[START OF TEXT]
He pointed with appreciation to the school’s diversity and its large percentage of first-generation college students.
This is, as David noted, a “remarkable place.”
You have enjoyed its gifts, preparing yourselves for the rest of your lives. Congratulations to you all.
Now you will be called upon to do remarkable things.
Because the world of communications is very much in need of your help. With the skills you’ve learned here – and, more importantly, the values – I believe you can help.
As a journalist at a major news organization, I am typically asked to speak about the future of media.
Today I’d like to talk about the future of communication. Media is part of that, of course. But communication encompasses far more.
Media is in a state of upheaval. Communication—people to people—is in a state of breakdown. You are the ones to repair it, if you are willing.
Today we are not so much communicating as miscommunicating. Or failing to communicate. Or choosing to communicate only with those who think as we do. Or communicating in a manner that is wholly detached from reality.
Too often we look only for affirmation of our own ideas rather than opening ourselves to the ideas of others.
[END OF TEXT]
[START OF INFORMATION SHOWN]
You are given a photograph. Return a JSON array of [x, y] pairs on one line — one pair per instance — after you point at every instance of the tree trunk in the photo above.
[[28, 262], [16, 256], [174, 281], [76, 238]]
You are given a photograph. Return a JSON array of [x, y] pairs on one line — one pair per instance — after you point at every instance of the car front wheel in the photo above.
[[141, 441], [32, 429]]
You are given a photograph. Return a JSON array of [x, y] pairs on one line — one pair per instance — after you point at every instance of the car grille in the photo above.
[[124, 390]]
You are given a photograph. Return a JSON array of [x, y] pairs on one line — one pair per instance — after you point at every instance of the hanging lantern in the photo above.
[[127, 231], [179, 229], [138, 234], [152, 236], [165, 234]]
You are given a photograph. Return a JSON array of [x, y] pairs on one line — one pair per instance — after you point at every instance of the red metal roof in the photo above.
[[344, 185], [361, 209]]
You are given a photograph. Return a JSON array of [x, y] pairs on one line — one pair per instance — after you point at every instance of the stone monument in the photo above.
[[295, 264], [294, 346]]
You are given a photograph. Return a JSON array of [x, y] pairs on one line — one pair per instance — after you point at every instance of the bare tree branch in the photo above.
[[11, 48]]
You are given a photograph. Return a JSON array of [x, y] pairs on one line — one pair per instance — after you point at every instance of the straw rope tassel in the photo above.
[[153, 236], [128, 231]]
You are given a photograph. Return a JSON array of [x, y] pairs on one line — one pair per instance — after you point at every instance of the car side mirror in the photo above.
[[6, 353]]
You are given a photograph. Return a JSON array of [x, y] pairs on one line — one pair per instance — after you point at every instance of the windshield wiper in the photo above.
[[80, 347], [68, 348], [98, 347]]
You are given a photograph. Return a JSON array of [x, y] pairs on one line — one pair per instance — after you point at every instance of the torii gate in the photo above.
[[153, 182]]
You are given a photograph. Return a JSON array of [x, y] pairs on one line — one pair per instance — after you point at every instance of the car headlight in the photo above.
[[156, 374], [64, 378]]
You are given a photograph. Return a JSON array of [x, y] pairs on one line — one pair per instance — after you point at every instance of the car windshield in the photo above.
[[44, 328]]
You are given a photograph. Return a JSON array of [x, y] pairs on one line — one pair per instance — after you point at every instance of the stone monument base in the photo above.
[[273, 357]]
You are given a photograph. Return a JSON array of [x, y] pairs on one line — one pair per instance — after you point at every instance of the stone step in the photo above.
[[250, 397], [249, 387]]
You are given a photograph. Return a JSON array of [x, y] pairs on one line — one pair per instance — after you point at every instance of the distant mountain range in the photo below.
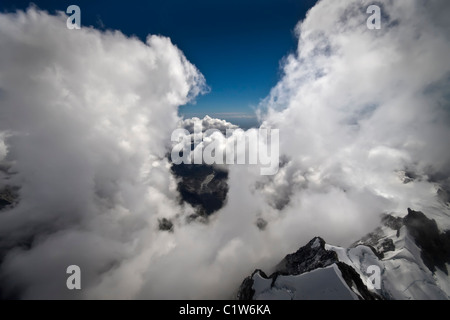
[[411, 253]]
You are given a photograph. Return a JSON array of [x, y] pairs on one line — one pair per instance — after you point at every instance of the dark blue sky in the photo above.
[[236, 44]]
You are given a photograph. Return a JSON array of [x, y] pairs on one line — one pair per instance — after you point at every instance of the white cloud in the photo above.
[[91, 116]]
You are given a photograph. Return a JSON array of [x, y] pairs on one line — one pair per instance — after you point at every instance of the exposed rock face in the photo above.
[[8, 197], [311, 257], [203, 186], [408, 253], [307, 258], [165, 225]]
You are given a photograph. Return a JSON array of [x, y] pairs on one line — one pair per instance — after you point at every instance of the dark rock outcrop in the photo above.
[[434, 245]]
[END OF INFORMATION SHOWN]
[START OF INFORMATION SHOWN]
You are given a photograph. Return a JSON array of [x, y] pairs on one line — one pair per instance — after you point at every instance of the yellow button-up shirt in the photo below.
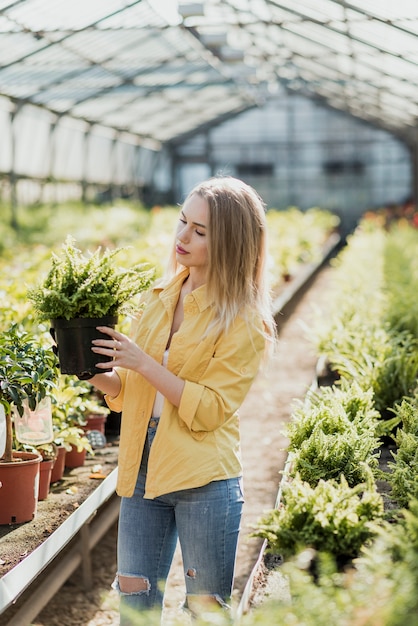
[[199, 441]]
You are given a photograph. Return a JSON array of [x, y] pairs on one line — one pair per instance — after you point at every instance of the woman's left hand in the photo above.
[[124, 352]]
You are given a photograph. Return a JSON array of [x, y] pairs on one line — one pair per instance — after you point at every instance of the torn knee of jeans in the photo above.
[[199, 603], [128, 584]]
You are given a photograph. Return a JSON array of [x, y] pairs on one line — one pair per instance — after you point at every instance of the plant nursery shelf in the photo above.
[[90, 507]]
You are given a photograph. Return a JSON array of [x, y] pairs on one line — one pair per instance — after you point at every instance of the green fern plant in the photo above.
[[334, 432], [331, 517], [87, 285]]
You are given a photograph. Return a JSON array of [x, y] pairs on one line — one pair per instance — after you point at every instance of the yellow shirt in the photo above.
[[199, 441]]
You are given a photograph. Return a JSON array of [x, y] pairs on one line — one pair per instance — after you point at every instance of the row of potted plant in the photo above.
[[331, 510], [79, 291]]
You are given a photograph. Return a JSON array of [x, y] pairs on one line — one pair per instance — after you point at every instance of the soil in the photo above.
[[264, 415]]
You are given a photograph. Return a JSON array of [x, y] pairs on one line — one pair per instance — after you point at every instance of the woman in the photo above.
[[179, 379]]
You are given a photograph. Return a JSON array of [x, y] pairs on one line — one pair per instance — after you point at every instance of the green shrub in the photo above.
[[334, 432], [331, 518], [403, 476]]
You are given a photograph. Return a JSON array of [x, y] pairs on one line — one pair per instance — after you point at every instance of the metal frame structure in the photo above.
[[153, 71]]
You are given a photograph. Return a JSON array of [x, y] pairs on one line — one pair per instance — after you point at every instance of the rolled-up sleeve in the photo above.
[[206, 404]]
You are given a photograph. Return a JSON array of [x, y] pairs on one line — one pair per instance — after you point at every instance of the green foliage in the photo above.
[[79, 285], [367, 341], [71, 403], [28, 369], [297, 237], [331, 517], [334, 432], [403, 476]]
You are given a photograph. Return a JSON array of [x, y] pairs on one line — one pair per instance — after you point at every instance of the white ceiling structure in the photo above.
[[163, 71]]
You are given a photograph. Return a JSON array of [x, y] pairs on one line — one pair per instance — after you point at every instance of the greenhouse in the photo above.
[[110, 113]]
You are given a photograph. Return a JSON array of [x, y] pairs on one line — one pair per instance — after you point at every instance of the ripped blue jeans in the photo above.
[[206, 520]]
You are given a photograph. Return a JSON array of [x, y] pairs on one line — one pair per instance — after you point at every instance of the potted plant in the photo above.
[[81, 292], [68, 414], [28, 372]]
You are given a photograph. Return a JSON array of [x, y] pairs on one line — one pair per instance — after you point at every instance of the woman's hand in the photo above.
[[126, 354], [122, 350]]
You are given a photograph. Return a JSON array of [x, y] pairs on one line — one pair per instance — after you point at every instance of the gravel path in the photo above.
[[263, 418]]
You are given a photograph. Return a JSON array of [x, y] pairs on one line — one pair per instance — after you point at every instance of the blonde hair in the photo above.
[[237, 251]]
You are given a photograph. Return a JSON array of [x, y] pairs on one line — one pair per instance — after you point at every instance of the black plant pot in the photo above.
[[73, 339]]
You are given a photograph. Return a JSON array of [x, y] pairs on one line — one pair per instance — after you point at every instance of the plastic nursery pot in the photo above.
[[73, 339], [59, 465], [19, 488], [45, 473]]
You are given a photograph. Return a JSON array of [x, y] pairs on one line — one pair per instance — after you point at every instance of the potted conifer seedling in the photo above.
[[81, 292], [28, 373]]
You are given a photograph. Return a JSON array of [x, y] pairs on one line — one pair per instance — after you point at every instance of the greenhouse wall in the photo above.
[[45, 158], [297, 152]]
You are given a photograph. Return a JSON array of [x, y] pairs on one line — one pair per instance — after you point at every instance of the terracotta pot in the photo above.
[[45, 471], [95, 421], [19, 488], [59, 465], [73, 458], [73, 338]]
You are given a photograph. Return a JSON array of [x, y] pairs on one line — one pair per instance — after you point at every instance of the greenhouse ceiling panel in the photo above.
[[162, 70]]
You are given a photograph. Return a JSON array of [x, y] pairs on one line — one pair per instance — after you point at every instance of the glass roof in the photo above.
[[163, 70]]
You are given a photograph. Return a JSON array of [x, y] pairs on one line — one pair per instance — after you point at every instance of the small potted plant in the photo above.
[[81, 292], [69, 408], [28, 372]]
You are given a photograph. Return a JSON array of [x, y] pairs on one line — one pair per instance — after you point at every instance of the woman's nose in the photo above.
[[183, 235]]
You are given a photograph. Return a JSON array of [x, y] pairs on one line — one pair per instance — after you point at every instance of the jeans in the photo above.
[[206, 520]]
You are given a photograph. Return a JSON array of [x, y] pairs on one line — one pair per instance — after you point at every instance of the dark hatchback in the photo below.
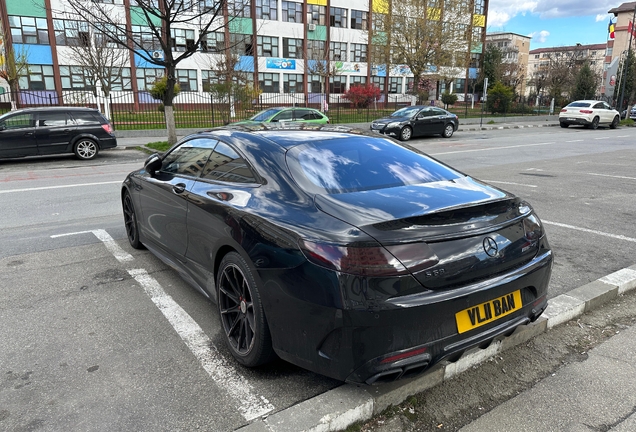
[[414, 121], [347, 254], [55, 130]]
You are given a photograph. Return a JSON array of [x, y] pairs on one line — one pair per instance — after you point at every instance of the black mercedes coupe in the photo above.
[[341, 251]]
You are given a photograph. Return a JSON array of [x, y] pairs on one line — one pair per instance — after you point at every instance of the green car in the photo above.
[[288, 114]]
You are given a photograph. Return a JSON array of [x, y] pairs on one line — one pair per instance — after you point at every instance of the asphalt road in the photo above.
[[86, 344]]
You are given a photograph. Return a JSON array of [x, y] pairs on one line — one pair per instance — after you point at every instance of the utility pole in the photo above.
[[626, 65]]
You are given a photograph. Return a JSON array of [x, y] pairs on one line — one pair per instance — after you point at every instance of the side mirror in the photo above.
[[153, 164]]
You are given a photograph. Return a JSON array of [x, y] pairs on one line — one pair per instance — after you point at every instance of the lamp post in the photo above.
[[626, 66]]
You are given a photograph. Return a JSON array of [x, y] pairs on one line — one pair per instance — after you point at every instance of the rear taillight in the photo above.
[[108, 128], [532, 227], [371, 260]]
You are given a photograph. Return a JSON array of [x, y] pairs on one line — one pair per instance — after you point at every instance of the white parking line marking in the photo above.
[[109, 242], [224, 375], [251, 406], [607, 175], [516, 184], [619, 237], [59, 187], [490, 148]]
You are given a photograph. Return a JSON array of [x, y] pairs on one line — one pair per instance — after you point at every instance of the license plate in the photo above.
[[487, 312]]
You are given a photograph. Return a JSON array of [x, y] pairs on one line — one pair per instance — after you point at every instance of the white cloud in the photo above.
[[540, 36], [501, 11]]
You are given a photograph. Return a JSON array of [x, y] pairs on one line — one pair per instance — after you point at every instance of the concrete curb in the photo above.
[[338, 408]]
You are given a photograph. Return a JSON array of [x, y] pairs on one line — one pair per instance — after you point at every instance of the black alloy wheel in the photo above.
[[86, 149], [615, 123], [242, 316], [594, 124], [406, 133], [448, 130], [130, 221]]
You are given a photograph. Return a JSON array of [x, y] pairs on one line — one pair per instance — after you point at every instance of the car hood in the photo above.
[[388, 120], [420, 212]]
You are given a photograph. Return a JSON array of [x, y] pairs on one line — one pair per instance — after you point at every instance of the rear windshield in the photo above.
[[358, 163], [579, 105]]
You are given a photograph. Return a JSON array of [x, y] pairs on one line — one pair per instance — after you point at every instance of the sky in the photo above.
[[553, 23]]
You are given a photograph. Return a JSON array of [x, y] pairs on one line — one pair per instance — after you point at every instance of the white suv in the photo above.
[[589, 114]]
[END OF INFORMATION SHOWN]
■ WHAT YOU NEED TO DO:
(a) Transcribe the part of the speech that begins at the words "You have enjoyed" and stops after "do remarkable things.".
(b) Summarize the speech in two sentences.
The items were drawn from a source other than the speech.

■ RESPONSES PER TASK:
(a)
You have enjoyed its gifts, preparing yourselves for the rest of your lives. Congratulations to you all.
Now you will be called upon to do remarkable things.

(b) The speaker congratulates the audience and says the world of communications needs their help, which they can give with the skills and values they have learned. Media is in upheaval and communication between people is breaking down, as people miscommunicate or seek affirmation of their own ideas instead of opening themselves to the ideas of others.